**Supplied passage:**
· · ·

A Tour Through TREE_RCU’s Grace-Period Memory Ordering¶
August 8, 2017
This article was contributed by Paul E. McKenney
Introduction¶
This document gives a rough visual overview of how Tree RCU’s grace-period memory ordering guarantee is provided.
What Is Tree RCU’s Grace Period Memory Ordering Guarantee?¶
RCU grace periods provide extremely strong memory-ordering guarantees for non-idle non-offline code. Any code that happens after the end of a given RCU grace period is guaranteed to see the effects of all accesses prior to the beginning of that grace period that are within RCU read-side critical sections. Similarly, any code that happens before the beginning of a given RCU grace period is guaranteed to see the effects of all accesses following the end of that grace period that are within RCU read-side critical sections.

· · ·

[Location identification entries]

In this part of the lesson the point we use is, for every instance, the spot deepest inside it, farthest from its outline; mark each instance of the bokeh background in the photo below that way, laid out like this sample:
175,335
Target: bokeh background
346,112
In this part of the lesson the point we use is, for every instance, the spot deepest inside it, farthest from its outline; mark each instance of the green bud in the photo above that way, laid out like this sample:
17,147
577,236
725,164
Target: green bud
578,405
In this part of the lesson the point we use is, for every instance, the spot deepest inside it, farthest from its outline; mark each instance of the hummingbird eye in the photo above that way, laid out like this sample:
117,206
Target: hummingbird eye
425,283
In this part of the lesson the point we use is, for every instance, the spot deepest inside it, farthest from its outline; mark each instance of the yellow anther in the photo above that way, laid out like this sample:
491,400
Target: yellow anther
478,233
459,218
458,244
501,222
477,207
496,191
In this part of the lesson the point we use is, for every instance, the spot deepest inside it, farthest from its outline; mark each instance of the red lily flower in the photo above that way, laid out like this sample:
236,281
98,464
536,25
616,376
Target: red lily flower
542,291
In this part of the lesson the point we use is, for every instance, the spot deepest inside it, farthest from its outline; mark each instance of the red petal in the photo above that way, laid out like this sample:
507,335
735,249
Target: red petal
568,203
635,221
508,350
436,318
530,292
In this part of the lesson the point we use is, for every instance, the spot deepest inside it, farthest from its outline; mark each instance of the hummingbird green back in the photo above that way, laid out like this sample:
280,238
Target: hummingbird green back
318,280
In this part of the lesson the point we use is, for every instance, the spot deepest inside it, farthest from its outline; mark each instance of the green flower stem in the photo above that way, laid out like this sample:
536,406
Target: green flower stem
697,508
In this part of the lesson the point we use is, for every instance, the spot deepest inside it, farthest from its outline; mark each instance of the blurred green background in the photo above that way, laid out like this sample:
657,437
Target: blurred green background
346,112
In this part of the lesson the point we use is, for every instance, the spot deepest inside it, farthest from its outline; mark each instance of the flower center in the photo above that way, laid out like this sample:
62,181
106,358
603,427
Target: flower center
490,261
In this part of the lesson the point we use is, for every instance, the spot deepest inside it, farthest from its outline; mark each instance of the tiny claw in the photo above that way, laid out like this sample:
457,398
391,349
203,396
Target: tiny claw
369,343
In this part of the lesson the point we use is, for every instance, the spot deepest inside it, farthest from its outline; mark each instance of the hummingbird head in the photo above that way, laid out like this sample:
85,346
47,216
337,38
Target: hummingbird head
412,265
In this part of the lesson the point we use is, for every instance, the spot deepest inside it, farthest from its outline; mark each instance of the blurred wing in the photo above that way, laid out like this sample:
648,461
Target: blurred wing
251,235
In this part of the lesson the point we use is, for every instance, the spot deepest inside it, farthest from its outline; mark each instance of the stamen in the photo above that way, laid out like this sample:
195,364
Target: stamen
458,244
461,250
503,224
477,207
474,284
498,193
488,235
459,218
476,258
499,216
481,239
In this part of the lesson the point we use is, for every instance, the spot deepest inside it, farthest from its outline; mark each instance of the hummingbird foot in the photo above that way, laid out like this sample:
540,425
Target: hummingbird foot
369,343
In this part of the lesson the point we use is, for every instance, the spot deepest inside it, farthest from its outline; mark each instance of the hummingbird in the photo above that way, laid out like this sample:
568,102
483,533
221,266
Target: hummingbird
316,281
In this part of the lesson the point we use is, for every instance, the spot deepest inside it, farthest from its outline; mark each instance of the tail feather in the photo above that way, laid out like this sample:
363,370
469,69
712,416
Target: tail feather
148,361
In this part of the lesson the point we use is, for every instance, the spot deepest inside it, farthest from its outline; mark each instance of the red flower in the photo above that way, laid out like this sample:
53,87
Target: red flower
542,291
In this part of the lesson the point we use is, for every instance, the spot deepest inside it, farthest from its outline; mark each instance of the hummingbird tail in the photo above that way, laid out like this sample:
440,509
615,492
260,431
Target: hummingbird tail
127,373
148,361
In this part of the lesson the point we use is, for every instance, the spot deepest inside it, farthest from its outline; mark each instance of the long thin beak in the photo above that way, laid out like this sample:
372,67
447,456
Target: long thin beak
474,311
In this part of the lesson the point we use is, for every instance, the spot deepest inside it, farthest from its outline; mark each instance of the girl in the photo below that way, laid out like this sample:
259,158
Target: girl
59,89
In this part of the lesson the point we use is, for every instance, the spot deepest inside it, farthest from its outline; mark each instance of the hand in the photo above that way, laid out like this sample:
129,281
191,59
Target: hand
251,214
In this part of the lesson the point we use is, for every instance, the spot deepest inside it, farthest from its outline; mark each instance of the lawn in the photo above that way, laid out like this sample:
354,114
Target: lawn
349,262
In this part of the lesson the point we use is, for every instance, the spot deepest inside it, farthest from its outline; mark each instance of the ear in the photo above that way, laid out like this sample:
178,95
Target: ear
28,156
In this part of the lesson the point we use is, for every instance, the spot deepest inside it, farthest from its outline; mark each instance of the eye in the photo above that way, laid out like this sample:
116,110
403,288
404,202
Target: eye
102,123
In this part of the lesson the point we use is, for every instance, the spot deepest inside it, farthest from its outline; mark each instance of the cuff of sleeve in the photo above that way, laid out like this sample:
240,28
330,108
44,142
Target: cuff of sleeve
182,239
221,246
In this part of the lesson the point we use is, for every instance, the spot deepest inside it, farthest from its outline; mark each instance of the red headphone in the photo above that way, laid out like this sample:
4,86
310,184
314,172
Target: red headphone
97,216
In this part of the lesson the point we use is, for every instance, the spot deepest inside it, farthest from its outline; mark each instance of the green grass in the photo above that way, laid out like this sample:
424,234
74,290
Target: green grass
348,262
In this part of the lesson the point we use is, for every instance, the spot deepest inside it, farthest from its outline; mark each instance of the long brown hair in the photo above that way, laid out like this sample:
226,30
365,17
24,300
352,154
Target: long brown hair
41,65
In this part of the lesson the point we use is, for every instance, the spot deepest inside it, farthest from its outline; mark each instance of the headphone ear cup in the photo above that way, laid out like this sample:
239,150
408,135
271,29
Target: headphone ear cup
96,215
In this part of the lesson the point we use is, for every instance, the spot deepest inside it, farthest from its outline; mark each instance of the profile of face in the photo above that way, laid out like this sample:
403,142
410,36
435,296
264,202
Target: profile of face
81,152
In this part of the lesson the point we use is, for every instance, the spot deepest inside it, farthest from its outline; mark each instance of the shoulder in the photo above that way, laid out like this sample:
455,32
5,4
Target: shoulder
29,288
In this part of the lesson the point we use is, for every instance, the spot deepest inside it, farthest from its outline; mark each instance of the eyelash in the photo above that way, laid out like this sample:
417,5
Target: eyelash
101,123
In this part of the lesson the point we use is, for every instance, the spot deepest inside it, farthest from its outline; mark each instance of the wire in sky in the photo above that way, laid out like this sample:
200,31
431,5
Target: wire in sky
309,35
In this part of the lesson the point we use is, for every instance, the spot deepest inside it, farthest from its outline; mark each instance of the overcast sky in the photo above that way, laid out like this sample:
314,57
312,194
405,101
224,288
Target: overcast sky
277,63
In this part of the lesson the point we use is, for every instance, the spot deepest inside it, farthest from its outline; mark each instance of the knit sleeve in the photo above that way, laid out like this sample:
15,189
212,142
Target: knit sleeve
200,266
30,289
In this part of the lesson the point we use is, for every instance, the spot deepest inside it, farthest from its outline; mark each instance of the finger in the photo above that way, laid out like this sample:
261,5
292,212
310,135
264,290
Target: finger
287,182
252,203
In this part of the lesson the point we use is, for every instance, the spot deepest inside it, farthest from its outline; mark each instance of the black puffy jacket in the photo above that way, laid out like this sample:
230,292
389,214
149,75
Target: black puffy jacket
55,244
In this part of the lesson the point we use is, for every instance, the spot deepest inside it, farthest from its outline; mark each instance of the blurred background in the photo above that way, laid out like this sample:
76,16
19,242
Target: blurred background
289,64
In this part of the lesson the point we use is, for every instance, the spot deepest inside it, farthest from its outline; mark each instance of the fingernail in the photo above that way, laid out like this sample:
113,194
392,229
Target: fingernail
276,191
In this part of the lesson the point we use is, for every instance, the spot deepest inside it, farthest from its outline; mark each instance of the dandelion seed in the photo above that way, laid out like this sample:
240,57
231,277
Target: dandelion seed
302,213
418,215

· · ·

**Set of tasks:**
A. Repeat the Tree RCU memory-ordering article in full, word for word.
B. Reproduce the records verbatim, starting at the line that contains "of the dandelion" and stopping after the final line of the records.

**Outputs for the tasks:**
A.
A Tour Through TREE_RCU’s Grace-Period Memory Ordering¶
August 8, 2017
This article was contributed by Paul E. McKenney
Introduction¶
This document gives a rough visual overview of how Tree RCU’s grace-period memory ordering guarantee is provided.
What Is Tree RCU’s Grace Period Memory Ordering Guarantee?¶
RCU grace periods provide extremely strong memory-ordering guarantees for non-idle non-offline code. Any code that happens after the end of a given RCU grace period is guaranteed to see the effects of all accesses prior to the beginning of that grace period that are within RCU read-side critical sections. Similarly, any code that happens before the beginning of a given RCU grace period is guaranteed to see the effects of all accesses following the end of that grace period that are within RCU read-side critical sections.

B.
In this part of the lesson the point we use is, for every instance, the spot deepest inside it, farthest from its outline; mark each instance of the dandelion seed in the photo above that way, laid out like this sample:
240,57
231,277
Target: dandelion seed
302,213
418,215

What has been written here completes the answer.